* Task directions
From the line with "of the cooling" through the final line, please write out the listing exactly, including both of those lines.

* Material for this task
— START —

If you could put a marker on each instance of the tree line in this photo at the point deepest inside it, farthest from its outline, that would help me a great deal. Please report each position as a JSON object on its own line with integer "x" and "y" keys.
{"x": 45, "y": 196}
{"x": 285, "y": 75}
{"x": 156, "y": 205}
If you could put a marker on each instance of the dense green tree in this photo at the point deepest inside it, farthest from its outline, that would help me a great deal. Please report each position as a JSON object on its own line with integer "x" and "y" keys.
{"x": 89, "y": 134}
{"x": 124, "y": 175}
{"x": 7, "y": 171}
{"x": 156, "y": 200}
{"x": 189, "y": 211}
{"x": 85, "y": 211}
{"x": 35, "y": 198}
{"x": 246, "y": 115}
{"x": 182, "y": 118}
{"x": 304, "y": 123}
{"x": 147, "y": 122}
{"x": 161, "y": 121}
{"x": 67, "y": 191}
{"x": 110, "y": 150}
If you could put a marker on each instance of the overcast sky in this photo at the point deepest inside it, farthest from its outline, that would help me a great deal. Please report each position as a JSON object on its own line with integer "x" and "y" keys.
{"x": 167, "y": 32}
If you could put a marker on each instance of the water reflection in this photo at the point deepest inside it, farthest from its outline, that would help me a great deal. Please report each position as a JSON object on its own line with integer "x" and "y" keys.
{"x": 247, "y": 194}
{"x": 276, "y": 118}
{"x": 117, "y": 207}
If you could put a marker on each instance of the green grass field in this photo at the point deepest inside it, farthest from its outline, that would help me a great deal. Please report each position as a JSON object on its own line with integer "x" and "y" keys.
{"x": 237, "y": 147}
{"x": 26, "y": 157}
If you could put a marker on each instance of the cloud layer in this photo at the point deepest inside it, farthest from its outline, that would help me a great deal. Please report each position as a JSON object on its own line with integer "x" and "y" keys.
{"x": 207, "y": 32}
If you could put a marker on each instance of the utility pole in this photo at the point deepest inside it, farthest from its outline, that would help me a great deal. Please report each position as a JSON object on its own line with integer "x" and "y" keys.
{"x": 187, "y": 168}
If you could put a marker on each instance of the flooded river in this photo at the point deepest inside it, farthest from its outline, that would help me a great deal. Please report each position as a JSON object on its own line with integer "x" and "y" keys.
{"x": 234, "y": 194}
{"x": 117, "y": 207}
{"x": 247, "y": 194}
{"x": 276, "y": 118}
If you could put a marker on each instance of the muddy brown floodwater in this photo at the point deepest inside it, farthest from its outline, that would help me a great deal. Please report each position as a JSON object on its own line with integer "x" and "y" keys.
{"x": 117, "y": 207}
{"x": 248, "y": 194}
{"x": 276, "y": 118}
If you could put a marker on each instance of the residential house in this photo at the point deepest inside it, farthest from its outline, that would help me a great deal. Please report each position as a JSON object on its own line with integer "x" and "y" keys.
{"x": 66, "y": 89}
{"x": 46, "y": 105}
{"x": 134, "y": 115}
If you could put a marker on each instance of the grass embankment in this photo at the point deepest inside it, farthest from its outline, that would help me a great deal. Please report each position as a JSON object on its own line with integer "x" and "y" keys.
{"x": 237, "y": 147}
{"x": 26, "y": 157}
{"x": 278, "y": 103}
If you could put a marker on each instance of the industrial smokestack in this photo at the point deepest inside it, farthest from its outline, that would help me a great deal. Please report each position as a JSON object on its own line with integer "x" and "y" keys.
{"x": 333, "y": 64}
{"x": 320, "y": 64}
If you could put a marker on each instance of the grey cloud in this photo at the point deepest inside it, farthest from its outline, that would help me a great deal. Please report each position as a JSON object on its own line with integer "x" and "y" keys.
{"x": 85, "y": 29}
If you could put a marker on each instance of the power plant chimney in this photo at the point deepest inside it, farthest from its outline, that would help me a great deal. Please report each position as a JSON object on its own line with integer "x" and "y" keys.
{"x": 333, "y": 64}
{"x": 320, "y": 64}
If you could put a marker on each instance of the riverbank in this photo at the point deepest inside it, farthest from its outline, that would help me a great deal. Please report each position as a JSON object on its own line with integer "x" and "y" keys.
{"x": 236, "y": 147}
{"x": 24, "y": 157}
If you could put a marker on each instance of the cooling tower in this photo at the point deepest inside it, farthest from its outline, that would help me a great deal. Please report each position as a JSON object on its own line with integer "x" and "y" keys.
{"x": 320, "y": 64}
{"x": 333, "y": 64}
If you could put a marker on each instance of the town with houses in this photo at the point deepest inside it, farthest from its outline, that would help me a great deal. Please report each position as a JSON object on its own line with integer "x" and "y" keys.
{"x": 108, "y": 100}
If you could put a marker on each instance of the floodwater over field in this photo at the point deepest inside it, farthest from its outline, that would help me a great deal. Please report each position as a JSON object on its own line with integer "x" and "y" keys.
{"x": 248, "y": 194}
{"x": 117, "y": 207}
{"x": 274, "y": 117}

— END —

* Output for this exercise
If you could put a marker on each instance of the cooling tower in this photo at the point deepest inside it, farthest from its outline, that would help me a great deal. Please report each position as a JSON object on its own line with integer "x" and "y" keys.
{"x": 320, "y": 64}
{"x": 333, "y": 64}
If you could put a marker on each instance of the town with houses in this photo at the point deepest inside it, farthest from its outline, that would help me a great deal. Please report each position as a JSON object on its own line with integer "x" and "y" keys.
{"x": 108, "y": 100}
If you could put a marker on each instance of the floodwater over field in this photo at the point deepest inside it, farthest from its outline, that would help me a great deal. Please report each position as a JSON object on its own line with integer "x" and "y" keys.
{"x": 248, "y": 194}
{"x": 117, "y": 207}
{"x": 274, "y": 117}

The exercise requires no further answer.